_What the exercise asks_
Repeat the records verbatim from the start through the line that contains "258), (317, 253)]".

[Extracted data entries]

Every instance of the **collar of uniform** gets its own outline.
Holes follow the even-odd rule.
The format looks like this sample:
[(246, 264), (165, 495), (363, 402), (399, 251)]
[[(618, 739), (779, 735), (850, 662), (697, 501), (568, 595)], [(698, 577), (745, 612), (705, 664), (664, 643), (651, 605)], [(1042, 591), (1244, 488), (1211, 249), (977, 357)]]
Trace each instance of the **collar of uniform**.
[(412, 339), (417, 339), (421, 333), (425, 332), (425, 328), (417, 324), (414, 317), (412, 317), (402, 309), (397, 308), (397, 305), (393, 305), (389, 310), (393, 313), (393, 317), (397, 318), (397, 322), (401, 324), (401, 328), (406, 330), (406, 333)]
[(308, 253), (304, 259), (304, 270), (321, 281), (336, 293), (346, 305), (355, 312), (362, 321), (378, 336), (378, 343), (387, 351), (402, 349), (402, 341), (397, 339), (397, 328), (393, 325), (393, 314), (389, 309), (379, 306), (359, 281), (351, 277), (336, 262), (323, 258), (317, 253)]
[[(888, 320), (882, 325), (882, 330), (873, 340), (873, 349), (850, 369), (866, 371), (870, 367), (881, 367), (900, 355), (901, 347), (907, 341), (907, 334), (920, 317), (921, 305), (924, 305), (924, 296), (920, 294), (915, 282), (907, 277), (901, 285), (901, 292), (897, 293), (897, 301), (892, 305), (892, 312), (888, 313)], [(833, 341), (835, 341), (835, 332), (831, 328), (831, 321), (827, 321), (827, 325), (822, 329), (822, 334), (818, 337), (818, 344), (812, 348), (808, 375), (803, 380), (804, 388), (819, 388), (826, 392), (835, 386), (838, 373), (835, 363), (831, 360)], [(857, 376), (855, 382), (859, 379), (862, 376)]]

_Exercise output_
Every instance of the **collar of uniform** gets its own outline.
Holes follow the even-odd rule.
The format looks like this sample:
[(246, 264), (165, 495), (363, 402), (399, 251)]
[[(618, 739), (779, 735), (850, 662), (697, 501), (568, 595)], [(698, 577), (745, 612), (705, 664), (664, 643), (651, 605)], [(1042, 591), (1244, 488), (1211, 249), (977, 357)]]
Trace each instance of the **collar of uniform**.
[(412, 339), (417, 339), (421, 333), (425, 332), (425, 328), (417, 324), (414, 317), (412, 317), (402, 309), (397, 308), (397, 305), (393, 305), (389, 310), (393, 313), (393, 317), (397, 318), (397, 322), (401, 324), (401, 328), (406, 330), (406, 333)]
[(308, 253), (304, 259), (304, 270), (321, 281), (336, 293), (346, 305), (355, 312), (362, 321), (378, 336), (378, 343), (387, 351), (402, 349), (402, 341), (397, 339), (397, 328), (393, 325), (393, 314), (389, 309), (379, 306), (359, 281), (351, 277), (336, 262), (323, 258), (317, 253)]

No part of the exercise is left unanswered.